Description of the task. Render every line of the material below as a Markdown table with the columns "Row" and "Material line," numbering each row and leaving out blank lines.

Material provided.

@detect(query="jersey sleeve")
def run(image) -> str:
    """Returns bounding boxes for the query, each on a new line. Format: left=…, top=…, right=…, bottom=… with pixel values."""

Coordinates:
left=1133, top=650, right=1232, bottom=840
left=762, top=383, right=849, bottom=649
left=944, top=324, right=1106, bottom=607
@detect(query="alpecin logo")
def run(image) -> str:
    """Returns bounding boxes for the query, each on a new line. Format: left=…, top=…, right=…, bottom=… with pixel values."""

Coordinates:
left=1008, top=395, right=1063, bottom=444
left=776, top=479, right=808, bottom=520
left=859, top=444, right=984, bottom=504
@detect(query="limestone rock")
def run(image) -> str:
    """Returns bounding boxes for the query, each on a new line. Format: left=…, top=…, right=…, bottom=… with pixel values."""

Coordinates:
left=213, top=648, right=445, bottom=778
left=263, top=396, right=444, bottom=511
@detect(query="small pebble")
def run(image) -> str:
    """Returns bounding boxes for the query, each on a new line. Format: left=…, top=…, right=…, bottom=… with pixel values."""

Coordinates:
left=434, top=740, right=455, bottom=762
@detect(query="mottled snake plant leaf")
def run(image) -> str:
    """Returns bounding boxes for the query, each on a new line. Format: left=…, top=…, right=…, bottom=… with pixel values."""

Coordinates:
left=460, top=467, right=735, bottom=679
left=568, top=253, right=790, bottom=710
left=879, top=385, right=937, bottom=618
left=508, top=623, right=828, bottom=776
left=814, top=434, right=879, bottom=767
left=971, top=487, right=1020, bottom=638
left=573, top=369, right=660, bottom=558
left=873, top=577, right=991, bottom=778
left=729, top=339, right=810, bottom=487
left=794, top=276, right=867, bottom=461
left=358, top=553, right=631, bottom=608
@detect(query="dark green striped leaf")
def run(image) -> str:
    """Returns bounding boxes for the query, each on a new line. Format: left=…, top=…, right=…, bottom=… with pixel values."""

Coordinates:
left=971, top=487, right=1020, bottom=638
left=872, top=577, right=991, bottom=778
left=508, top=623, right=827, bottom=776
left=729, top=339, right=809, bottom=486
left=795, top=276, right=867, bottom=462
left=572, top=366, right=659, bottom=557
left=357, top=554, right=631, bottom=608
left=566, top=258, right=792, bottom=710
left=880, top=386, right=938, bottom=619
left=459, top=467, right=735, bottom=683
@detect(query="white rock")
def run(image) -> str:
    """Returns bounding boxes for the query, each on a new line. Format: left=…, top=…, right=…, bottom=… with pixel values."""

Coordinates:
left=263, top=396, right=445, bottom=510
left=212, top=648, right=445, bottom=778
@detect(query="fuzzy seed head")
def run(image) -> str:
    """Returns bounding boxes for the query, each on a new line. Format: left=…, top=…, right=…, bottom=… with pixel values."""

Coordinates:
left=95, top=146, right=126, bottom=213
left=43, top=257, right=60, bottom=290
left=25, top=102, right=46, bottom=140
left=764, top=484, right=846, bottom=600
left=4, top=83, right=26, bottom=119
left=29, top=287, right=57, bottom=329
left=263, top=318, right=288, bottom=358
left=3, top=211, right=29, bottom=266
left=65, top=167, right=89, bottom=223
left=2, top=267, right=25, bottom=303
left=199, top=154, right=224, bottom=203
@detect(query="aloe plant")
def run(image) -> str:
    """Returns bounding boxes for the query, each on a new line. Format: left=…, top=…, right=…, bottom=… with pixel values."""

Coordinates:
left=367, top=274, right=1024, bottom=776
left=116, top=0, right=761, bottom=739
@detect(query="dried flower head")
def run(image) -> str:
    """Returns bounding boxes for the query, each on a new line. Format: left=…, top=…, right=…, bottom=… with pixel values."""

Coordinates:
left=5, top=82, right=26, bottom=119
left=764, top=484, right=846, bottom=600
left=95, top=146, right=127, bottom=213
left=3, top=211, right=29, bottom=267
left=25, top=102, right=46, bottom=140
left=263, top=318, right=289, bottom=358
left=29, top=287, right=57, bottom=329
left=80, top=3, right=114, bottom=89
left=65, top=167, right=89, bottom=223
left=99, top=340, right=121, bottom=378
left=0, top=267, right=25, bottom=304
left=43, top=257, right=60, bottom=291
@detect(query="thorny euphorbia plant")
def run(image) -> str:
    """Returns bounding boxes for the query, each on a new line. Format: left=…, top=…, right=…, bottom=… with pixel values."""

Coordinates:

Full response.
| Row | Material line |
|---|---|
| 1 | @detect(query="jersey sleeve") |
| 2 | def run(image) -> str: |
| 3 |     """Returns bounding boxes for the query, each on a new line. Format: left=…, top=…, right=…, bottom=… with pixel values.""" |
| 4 | Coordinates: |
| 5 | left=1133, top=650, right=1232, bottom=840 |
| 6 | left=762, top=383, right=849, bottom=649 |
| 7 | left=944, top=324, right=1106, bottom=607 |
| 8 | @detect(query="alpecin logo") |
| 9 | def run(image) -> str: |
| 10 |     """Returns bounding boxes for the query, each on a new line. Format: left=…, top=…, right=…, bottom=… with pixel values.""" |
| 11 | Coordinates: |
| 12 | left=1008, top=395, right=1063, bottom=444 |
| 13 | left=776, top=479, right=808, bottom=520 |
| 14 | left=859, top=444, right=984, bottom=504 |
| 15 | @detect(query="limestone rock") |
| 16 | def run(image) -> str: |
| 17 |     """Returns bounding boxes for the query, each on a new line. Format: left=…, top=…, right=…, bottom=… with pixel values.""" |
| 18 | Coordinates: |
| 19 | left=213, top=648, right=445, bottom=778 |
| 20 | left=263, top=396, right=444, bottom=511 |
| 21 | @detect(query="small pebble") |
| 22 | def run(image) -> str: |
| 23 |     """Returns bounding boxes for the query, each on a new line. Format: left=…, top=…, right=…, bottom=… with pixel values.""" |
| 24 | Coordinates: |
| 25 | left=434, top=740, right=455, bottom=762 |
| 26 | @detect(query="mottled snake plant leaf") |
| 27 | def run(image) -> str: |
| 28 |     """Returns bounding boxes for the query, each on a new line. Format: left=…, top=…, right=…, bottom=… with pixel values.""" |
| 29 | Coordinates: |
| 30 | left=460, top=467, right=735, bottom=679 |
| 31 | left=568, top=253, right=790, bottom=710 |
| 32 | left=879, top=385, right=937, bottom=618 |
| 33 | left=508, top=623, right=828, bottom=776 |
| 34 | left=814, top=434, right=879, bottom=767 |
| 35 | left=971, top=487, right=1020, bottom=638 |
| 36 | left=573, top=369, right=660, bottom=558 |
| 37 | left=873, top=577, right=991, bottom=778 |
| 38 | left=729, top=339, right=810, bottom=487 |
| 39 | left=794, top=276, right=867, bottom=461 |
| 40 | left=358, top=553, right=631, bottom=608 |
| 41 | @detect(query="dark green striped leaf") |
| 42 | def run(image) -> str: |
| 43 |     """Returns bounding boxes for the query, each on a new line. Format: left=…, top=…, right=…, bottom=… with pixel values.""" |
| 44 | Coordinates: |
| 45 | left=971, top=487, right=1020, bottom=638 |
| 46 | left=872, top=577, right=991, bottom=778 |
| 47 | left=508, top=623, right=827, bottom=776 |
| 48 | left=729, top=339, right=809, bottom=486 |
| 49 | left=795, top=276, right=867, bottom=462 |
| 50 | left=572, top=366, right=659, bottom=557 |
| 51 | left=357, top=554, right=631, bottom=608 |
| 52 | left=566, top=258, right=792, bottom=710 |
| 53 | left=880, top=386, right=938, bottom=619 |
| 54 | left=459, top=467, right=735, bottom=683 |
| 55 | @detect(query="white rock") |
| 56 | def run(image) -> str: |
| 57 |     """Returns bounding boxes for the query, each on a new line. Format: left=…, top=…, right=…, bottom=… with pixel values.""" |
| 58 | Coordinates: |
| 59 | left=263, top=396, right=445, bottom=510 |
| 60 | left=212, top=648, right=445, bottom=778 |
| 61 | @detect(query="fuzzy seed head") |
| 62 | def run(image) -> str: |
| 63 |     """Returns bounding boxes for the query, each on a new line. Format: left=…, top=…, right=…, bottom=… with pixel values.""" |
| 64 | Coordinates: |
| 65 | left=95, top=146, right=126, bottom=213 |
| 66 | left=43, top=257, right=60, bottom=290 |
| 67 | left=25, top=102, right=46, bottom=140 |
| 68 | left=764, top=484, right=846, bottom=600 |
| 69 | left=4, top=83, right=26, bottom=119 |
| 70 | left=29, top=287, right=57, bottom=329 |
| 71 | left=263, top=318, right=288, bottom=358 |
| 72 | left=3, top=211, right=29, bottom=266 |
| 73 | left=65, top=167, right=89, bottom=223 |
| 74 | left=2, top=267, right=25, bottom=303 |
| 75 | left=199, top=154, right=224, bottom=203 |
| 76 | @detect(query="aloe plant") |
| 77 | def run(image) -> str: |
| 78 |     """Returns bounding boxes for the query, each on a new line. Format: left=…, top=…, right=…, bottom=… with pixel values.""" |
| 79 | Coordinates: |
| 80 | left=367, top=274, right=1024, bottom=776 |
| 81 | left=116, top=0, right=761, bottom=739 |
| 82 | @detect(query="dried flower head") |
| 83 | def run(image) -> str: |
| 84 |     """Returns bounding boxes for the query, each on a new line. Format: left=…, top=…, right=…, bottom=… with pixel values.""" |
| 85 | Coordinates: |
| 86 | left=5, top=82, right=26, bottom=119 |
| 87 | left=764, top=484, right=846, bottom=600 |
| 88 | left=95, top=146, right=127, bottom=213 |
| 89 | left=3, top=211, right=29, bottom=267 |
| 90 | left=25, top=102, right=46, bottom=140 |
| 91 | left=263, top=318, right=289, bottom=358 |
| 92 | left=29, top=287, right=57, bottom=329 |
| 93 | left=80, top=3, right=114, bottom=89 |
| 94 | left=65, top=167, right=89, bottom=223 |
| 95 | left=99, top=340, right=121, bottom=378 |
| 96 | left=0, top=267, right=25, bottom=304 |
| 97 | left=43, top=257, right=60, bottom=291 |
| 98 | @detect(query="thorny euphorbia plant") |
| 99 | def run(image) -> str: |
| 100 |     """Returns bounding boxes for the query, each on a new line. Format: left=…, top=…, right=…, bottom=… with pixel values.""" |
| 101 | Coordinates: |